### [Short exercise]
Write out exactly, with no other output, the lines below from the one that contains "Put a pin on every instance of the forested" through the end.

---------- Available records

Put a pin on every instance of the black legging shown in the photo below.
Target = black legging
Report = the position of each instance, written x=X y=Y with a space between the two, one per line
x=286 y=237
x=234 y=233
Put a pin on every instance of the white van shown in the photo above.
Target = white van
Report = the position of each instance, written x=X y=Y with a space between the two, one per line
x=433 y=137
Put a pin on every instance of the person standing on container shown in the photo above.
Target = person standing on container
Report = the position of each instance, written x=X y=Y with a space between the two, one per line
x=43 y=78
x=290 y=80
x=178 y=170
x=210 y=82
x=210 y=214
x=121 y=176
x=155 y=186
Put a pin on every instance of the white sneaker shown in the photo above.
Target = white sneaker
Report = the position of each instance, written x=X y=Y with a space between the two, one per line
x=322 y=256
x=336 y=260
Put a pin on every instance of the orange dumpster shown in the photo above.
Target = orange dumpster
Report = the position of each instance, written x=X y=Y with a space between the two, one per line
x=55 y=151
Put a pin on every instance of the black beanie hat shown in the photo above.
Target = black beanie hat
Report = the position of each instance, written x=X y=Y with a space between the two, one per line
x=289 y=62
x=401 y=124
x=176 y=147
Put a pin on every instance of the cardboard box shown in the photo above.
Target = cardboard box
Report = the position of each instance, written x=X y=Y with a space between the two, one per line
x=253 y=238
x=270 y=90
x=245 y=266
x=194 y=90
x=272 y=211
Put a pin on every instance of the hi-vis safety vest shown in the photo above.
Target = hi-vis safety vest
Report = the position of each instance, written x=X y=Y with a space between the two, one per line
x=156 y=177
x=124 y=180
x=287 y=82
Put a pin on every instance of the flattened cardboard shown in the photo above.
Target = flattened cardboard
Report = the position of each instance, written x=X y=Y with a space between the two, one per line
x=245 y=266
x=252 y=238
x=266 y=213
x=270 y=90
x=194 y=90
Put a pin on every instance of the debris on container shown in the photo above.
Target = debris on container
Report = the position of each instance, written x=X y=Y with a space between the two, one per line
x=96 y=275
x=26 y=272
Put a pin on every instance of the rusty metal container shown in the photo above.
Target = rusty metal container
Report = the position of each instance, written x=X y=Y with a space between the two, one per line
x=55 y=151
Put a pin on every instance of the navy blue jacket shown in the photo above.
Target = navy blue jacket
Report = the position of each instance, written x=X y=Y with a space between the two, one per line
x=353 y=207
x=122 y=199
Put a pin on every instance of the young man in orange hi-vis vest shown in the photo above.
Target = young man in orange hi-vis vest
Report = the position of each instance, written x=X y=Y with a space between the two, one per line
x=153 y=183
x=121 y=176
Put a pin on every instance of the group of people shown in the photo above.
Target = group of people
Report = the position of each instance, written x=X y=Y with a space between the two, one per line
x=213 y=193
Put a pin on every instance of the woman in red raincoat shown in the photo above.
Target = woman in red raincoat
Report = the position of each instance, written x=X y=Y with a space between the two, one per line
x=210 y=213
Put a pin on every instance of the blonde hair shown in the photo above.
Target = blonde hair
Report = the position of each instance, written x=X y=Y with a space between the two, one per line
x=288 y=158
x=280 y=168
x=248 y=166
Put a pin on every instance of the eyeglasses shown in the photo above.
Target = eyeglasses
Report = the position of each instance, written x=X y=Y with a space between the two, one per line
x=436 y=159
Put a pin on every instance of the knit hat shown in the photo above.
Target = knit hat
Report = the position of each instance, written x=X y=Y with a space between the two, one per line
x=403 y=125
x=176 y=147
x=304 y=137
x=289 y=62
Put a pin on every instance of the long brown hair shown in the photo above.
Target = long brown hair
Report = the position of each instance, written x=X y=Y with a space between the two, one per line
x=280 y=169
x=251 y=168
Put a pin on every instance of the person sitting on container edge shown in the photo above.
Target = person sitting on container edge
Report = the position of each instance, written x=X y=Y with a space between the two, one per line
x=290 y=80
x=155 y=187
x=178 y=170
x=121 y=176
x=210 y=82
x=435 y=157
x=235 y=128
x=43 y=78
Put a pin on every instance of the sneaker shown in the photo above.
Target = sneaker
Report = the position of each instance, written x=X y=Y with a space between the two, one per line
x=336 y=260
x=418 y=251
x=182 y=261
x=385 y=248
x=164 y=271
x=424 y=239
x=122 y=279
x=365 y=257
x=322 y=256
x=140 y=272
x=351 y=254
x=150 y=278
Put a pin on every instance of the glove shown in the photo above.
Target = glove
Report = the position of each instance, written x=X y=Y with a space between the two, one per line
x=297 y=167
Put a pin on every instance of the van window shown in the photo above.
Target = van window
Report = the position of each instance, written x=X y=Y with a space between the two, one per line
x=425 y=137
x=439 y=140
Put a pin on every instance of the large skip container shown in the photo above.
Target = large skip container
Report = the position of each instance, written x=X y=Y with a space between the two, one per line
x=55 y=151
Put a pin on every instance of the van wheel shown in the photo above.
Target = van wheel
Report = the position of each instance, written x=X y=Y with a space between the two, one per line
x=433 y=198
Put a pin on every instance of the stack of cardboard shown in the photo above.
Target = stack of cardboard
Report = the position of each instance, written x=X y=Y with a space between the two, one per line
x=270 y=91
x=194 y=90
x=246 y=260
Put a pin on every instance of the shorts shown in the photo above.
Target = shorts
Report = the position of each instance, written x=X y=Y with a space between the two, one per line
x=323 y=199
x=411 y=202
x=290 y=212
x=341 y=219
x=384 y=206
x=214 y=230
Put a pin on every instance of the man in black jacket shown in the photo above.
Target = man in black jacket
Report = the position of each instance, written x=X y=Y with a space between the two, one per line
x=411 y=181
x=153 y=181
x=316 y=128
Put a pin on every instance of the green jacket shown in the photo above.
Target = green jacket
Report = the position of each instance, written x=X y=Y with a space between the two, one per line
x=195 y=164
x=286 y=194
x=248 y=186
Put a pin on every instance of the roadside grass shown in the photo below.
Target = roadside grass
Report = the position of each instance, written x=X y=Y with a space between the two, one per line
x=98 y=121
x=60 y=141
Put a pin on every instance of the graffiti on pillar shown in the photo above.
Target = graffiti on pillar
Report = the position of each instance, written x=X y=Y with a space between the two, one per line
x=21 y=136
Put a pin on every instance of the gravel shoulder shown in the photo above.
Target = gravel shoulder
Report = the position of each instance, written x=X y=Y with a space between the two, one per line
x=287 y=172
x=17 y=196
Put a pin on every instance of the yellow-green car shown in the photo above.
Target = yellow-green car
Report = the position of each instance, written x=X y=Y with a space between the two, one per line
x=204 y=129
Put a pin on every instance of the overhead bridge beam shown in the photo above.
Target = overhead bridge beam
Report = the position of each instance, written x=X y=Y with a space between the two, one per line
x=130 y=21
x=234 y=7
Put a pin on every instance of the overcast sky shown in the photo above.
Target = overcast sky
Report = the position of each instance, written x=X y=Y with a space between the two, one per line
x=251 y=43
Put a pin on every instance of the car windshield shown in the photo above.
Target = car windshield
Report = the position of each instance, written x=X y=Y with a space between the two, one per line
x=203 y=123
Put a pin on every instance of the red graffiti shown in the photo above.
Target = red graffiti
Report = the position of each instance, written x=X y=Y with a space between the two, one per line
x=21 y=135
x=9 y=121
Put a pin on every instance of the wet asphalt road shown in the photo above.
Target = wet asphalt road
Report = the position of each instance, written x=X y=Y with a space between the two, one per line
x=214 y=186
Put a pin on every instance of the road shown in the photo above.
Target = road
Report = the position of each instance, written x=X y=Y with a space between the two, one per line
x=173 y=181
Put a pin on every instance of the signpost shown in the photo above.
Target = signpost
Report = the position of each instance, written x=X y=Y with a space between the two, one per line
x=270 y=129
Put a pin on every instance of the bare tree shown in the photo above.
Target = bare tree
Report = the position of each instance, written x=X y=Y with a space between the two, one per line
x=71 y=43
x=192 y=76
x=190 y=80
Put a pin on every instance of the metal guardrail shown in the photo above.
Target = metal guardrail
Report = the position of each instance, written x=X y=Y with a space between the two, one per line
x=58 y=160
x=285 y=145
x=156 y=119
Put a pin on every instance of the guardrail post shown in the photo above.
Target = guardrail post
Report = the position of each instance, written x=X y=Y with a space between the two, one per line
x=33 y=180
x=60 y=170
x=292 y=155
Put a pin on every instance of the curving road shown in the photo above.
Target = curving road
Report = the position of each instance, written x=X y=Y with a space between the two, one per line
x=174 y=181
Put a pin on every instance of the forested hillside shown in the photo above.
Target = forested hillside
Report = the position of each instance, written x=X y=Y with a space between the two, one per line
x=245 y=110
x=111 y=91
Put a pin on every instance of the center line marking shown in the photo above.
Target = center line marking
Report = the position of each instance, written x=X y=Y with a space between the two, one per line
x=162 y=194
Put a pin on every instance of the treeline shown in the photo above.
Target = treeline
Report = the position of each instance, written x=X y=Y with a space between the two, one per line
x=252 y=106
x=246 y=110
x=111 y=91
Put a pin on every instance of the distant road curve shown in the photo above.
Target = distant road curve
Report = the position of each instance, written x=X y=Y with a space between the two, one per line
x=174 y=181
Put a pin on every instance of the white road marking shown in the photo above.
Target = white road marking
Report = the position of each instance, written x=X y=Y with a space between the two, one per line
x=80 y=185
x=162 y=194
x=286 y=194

--------------------

### [Full answer]
Put a pin on every instance of the forested hillside shown in the photo above.
Target = forested hillside
Report = the position of each instance, written x=X y=Y with a space between the two, one per line
x=245 y=110
x=111 y=91
Put a pin on every instance of the center line marking shown in the photo above.
Target = center line marking
Report = the position of each instance, written x=X y=Y with a space between the two, one per line
x=162 y=194
Put a pin on every instance of the treeline shown in the photo above.
Target = treeline
Report = the position of each instance, written x=X y=Y with a space between the two, one per line
x=252 y=106
x=246 y=110
x=111 y=91
Put a pin on every instance of the distant road curve shown in the photo above.
Target = distant road curve
Report = the position of each instance, written x=X y=Y with a space between the two, one per line
x=174 y=181
Put a pin on every instance of the white road marking shown in the photo above.
Target = white road marking
Report = the position of each instance, written x=X y=Y with a space between the two, one per line
x=80 y=185
x=162 y=194
x=286 y=194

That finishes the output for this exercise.